_Task brief:_
Reproduce each of the records below line for line, without changing any wording, spacing, or order.

_Source material:_
§

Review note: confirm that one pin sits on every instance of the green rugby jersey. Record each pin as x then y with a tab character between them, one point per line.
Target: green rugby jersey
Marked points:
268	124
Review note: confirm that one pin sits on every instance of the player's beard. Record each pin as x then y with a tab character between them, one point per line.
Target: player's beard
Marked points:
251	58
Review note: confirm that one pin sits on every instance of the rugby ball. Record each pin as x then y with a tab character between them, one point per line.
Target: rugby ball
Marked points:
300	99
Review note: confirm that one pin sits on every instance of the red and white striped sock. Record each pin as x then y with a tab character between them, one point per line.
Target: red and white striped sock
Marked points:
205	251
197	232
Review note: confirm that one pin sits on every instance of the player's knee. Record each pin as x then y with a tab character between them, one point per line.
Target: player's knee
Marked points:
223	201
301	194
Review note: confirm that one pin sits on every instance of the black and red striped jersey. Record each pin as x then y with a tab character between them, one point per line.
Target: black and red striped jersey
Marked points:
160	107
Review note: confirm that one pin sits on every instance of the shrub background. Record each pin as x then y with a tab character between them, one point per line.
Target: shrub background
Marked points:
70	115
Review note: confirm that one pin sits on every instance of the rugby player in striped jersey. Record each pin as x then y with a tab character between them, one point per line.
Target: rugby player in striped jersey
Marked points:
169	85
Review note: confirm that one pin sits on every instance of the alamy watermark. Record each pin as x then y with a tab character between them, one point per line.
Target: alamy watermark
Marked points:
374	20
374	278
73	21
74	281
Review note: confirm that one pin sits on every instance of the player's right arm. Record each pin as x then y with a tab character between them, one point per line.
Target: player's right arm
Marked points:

§

_Result of this task:_
Review note: confirm that one pin sits on every instance of the green rugby jersey. Record each pin as x then y with a tab character between them, one point per line.
Target: green rugby jersey
Marked points:
268	124
Review note: confirm that one pin sits on every instance of the player's beard. Record each pin as x then y with a tab character between them, one point per line.
Target: player's beard
Marked points:
251	58
Review note: confirm that one pin sits on every instance of the rugby ball. Record each pin as x then y with a tab character between them, one point per line.
Target: rugby ball
Marked points:
300	99
Review note: confirm that one pin sits on every instance of the red and white striped sock. Record each pin as x then y with a tab character between them, one point per line.
Target: red and white striped sock
Marked points:
205	251
197	232
Review note: confirm that one pin sits on every instance of the player's knee. Record each pin as x then y with a tab character between them, one point per line.
Target: player's knee
Marked points:
223	201
301	194
Review note: confirm that one pin sits on every instance of the black and red striped jersey. Record each pin as x then y with a tab character between them, one point per line.
Target: black and red striped jersey
Marked points:
160	107
Review note: confirm that one pin sits on every instance of the shrub background. Record each pin as x then y with a tab character between them, one point per line.
Target: shrub background
Marked points:
70	115
Review note: confirm that one pin sits on every instance of the rugby player in striped jersey. Record each pin as x then y with a tab character between them, one point per line.
Target: rugby player in striped jersey
Marked points:
169	85
Review note: confirm that one pin sits on every instance of the alamy watermark. Record each pin as x then y with a tab character between them, one point per line.
Target: alamy watermark
Marked points:
374	20
374	278
73	21
74	281
Review note: confirm that one pin sits on every instance of the player's right arm. Record each pin as x then y with a tab character between them, one point per line.
Target: player's right arm
Marked points:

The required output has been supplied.